[Excerpt from a dataset]
- - - -

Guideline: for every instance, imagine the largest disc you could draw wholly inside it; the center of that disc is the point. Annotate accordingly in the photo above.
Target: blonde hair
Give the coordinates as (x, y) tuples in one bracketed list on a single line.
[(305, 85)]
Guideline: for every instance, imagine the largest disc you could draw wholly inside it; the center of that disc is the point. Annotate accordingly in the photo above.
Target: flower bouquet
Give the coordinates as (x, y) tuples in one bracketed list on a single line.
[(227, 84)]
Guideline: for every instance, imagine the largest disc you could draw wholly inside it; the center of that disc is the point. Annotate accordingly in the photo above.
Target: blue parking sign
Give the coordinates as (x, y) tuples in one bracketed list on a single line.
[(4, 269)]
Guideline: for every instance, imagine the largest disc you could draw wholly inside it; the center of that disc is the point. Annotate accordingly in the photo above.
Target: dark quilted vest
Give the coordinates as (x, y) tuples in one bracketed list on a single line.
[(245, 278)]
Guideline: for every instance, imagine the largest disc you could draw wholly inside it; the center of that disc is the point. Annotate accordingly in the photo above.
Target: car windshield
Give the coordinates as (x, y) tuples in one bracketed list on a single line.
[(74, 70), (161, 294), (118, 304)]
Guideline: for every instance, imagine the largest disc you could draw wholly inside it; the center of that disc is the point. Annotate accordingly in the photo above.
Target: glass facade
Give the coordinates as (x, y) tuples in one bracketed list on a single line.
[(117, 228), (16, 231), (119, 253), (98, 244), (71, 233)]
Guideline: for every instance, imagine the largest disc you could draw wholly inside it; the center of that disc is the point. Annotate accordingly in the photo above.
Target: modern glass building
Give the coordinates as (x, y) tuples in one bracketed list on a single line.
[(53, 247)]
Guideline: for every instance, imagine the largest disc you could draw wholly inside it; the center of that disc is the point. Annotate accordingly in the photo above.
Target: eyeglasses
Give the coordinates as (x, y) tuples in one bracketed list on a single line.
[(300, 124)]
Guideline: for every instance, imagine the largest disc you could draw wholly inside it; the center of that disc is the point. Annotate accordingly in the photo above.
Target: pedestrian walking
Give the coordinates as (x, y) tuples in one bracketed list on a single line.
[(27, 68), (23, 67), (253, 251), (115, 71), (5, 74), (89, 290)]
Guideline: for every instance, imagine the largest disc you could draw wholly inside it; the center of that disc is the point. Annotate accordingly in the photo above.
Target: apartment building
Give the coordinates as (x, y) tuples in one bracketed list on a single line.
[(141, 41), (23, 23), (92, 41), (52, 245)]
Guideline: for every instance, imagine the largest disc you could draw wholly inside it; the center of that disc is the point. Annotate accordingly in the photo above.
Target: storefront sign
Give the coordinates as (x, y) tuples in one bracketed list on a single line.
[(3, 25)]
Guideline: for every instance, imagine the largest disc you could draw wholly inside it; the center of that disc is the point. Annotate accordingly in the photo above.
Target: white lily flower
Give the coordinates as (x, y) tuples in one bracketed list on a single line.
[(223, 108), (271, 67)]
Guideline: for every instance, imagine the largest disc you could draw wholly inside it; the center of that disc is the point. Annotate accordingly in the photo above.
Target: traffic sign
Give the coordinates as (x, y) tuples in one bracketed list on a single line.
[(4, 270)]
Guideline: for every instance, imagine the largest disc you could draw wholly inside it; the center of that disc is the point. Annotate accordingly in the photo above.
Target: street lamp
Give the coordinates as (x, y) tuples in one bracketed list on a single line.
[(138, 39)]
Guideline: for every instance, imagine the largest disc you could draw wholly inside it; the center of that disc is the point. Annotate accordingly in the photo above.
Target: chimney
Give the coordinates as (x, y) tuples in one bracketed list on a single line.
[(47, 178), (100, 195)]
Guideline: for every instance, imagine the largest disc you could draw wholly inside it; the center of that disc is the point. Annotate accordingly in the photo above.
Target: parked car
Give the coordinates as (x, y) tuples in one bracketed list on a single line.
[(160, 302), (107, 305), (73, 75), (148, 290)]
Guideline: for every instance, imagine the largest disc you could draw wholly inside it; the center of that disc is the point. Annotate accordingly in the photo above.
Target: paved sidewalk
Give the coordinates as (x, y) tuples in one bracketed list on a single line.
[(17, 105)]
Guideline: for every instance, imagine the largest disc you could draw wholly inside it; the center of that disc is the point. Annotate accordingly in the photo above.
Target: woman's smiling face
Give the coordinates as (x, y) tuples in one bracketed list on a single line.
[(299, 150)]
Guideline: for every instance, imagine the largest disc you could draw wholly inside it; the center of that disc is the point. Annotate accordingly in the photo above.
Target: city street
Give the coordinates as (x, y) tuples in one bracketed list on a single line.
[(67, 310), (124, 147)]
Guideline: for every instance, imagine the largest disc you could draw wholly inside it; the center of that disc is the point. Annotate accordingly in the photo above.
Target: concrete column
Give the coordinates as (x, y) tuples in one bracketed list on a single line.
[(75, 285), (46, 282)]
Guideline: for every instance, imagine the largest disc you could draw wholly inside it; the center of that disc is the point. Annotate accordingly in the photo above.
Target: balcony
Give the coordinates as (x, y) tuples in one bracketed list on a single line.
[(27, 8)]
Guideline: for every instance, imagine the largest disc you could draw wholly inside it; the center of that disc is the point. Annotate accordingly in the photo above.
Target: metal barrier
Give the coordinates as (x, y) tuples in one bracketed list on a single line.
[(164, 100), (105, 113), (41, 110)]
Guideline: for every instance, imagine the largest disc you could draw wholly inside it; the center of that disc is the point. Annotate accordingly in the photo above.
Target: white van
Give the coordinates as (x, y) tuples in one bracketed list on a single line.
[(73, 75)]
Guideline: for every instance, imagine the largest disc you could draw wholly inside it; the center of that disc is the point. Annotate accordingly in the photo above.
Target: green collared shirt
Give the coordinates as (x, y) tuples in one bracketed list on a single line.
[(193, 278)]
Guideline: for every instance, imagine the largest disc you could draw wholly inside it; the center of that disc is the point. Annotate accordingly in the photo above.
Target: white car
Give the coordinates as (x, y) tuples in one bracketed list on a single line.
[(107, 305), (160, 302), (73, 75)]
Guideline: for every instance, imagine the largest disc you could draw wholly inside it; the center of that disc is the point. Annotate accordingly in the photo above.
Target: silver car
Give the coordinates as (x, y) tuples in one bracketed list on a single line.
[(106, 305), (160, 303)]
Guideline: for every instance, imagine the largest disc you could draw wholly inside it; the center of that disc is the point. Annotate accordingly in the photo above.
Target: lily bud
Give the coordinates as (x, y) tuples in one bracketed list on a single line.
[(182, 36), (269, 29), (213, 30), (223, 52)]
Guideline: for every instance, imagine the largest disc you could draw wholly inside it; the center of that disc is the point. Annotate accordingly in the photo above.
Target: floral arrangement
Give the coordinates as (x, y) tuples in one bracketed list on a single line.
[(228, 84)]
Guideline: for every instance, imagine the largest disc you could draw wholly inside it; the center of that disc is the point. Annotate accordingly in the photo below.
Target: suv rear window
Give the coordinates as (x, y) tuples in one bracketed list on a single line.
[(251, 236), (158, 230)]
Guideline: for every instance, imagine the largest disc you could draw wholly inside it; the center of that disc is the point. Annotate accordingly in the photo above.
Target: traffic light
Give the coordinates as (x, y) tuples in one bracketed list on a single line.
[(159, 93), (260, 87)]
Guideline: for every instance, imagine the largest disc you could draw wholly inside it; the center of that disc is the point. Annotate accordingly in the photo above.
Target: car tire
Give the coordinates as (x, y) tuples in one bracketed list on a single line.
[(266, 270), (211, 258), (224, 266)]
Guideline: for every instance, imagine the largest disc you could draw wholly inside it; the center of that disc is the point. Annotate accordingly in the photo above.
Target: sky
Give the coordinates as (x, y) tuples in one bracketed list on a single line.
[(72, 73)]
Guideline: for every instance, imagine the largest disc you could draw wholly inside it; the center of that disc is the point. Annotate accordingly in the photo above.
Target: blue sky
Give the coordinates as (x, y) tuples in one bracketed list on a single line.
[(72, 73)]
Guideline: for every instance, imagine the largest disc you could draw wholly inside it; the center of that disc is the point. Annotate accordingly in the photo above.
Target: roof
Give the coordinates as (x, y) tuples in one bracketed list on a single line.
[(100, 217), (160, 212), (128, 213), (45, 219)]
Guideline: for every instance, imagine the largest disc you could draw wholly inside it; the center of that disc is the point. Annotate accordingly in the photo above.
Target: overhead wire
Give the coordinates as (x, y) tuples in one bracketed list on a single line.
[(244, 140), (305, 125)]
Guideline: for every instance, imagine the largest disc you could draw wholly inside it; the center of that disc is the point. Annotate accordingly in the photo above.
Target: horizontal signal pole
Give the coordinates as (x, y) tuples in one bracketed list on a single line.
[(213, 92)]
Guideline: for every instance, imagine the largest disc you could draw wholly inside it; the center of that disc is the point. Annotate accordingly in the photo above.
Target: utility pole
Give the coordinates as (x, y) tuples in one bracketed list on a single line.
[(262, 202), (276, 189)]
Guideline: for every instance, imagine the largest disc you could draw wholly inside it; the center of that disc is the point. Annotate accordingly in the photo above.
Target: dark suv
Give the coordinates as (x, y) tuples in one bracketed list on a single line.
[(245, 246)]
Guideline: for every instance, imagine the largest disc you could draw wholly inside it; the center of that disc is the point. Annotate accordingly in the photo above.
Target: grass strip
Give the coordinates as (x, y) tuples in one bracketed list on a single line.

- - - -

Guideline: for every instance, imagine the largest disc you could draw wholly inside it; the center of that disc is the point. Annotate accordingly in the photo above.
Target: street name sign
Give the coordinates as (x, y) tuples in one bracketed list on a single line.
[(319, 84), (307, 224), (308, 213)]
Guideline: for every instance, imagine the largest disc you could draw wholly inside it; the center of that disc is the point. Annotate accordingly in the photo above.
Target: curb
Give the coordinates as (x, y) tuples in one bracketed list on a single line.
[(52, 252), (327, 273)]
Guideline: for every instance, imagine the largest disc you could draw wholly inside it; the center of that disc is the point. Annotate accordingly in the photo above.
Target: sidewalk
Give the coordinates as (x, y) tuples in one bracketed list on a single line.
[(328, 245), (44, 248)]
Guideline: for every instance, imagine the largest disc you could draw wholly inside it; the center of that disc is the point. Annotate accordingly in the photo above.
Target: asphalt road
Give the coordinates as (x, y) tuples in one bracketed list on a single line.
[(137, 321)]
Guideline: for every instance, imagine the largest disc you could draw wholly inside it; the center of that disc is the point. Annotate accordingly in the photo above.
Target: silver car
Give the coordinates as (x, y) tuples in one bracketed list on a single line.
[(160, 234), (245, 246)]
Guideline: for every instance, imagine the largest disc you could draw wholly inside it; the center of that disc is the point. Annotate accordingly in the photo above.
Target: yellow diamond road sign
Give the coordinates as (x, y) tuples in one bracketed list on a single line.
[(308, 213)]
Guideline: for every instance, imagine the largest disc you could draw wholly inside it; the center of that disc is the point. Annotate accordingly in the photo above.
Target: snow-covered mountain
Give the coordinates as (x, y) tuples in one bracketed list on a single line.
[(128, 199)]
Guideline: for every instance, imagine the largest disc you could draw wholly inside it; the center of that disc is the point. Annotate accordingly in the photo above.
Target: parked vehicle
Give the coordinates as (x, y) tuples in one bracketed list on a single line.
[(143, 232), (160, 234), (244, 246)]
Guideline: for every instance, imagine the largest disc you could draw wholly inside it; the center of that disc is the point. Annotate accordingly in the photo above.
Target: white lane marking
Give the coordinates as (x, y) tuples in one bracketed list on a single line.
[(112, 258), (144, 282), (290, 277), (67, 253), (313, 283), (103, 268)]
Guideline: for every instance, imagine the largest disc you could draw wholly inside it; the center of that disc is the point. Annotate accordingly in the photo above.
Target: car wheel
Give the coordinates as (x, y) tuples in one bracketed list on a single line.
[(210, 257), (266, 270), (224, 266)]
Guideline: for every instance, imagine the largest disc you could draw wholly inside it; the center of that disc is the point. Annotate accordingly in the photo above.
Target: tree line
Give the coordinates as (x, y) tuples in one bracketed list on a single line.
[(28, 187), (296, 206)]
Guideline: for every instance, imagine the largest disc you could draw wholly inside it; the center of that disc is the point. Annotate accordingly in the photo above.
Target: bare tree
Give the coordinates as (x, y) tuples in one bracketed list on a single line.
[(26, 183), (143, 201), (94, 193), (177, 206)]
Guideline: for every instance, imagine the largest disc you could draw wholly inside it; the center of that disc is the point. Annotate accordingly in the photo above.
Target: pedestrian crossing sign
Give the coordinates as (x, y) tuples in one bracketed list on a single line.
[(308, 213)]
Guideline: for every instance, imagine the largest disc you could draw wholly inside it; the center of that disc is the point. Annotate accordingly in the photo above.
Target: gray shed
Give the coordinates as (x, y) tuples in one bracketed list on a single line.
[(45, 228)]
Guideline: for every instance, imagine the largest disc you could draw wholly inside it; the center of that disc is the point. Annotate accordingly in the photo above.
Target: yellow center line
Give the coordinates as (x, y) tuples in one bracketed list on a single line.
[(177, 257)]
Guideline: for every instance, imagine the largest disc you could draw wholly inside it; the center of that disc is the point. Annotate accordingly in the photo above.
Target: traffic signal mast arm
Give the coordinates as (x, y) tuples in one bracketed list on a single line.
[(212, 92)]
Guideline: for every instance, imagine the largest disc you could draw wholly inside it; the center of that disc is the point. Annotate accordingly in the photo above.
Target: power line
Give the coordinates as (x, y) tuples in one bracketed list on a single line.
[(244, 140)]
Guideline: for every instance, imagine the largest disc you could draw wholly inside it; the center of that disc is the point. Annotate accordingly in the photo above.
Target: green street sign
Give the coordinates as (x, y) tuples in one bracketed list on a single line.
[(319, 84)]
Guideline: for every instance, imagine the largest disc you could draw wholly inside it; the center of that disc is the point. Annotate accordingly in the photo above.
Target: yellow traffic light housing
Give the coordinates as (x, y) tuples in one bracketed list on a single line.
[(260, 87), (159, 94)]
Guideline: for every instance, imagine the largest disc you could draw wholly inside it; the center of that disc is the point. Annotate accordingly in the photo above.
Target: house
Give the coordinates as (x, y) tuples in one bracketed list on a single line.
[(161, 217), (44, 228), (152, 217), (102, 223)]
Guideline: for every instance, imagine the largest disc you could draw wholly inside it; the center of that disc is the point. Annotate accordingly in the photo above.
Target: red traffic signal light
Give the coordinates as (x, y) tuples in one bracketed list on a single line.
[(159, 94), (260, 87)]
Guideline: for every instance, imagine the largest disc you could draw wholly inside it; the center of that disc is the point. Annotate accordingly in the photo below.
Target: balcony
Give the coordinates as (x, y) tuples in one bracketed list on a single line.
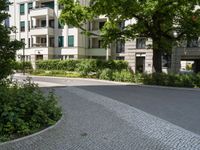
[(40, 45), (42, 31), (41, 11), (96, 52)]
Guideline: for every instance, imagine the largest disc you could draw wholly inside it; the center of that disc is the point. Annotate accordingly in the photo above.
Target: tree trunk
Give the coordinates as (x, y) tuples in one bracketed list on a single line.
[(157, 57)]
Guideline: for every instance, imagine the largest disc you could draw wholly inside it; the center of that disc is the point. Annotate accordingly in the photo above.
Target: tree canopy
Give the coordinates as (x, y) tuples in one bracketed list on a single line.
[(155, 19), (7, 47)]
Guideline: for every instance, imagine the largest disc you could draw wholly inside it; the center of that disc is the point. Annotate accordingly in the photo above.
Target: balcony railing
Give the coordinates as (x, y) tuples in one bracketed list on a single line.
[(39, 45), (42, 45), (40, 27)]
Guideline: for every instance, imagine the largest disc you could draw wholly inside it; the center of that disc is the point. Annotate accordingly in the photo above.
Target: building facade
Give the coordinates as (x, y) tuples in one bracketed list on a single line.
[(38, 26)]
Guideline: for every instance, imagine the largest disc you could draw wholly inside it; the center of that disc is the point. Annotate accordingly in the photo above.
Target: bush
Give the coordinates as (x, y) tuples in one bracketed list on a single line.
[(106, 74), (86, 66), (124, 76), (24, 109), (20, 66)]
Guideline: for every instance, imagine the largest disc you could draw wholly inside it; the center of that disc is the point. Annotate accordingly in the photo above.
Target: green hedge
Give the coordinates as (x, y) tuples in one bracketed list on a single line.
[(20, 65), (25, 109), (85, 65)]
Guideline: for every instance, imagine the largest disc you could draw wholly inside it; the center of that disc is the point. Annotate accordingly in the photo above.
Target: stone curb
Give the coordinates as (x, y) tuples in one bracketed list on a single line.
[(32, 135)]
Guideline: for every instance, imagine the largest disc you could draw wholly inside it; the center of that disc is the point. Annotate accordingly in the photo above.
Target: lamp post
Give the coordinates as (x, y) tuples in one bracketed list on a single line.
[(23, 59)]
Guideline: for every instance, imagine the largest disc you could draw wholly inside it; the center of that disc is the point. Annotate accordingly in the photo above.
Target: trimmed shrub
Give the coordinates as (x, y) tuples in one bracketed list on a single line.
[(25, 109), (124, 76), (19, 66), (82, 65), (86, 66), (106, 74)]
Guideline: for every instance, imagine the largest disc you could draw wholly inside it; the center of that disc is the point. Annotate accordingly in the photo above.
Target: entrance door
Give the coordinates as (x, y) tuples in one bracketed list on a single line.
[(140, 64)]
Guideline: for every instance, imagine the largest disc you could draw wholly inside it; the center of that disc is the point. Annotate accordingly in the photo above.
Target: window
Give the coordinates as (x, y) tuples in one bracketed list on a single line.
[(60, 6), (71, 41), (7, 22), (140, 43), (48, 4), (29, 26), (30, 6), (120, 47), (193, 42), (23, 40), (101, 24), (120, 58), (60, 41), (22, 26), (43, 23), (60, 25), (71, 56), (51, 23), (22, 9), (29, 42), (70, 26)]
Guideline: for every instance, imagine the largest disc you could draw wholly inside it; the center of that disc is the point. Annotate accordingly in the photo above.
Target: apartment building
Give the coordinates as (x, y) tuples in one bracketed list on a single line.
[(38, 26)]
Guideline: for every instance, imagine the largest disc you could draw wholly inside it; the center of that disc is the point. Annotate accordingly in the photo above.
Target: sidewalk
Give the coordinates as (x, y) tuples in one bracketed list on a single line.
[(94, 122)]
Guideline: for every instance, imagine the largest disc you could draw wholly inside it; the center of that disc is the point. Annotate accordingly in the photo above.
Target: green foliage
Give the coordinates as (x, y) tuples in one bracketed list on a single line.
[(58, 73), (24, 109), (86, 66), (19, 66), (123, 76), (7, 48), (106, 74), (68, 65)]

- - - -

PROBLEM DESCRIPTION » List each line of the material above that contains the string "traffic", copying every such line in full.

PROBLEM SOLUTION »
Target: traffic sign
Target: traffic light
Target: traffic signal mast arm
Target: yellow traffic light housing
Target: red traffic signal light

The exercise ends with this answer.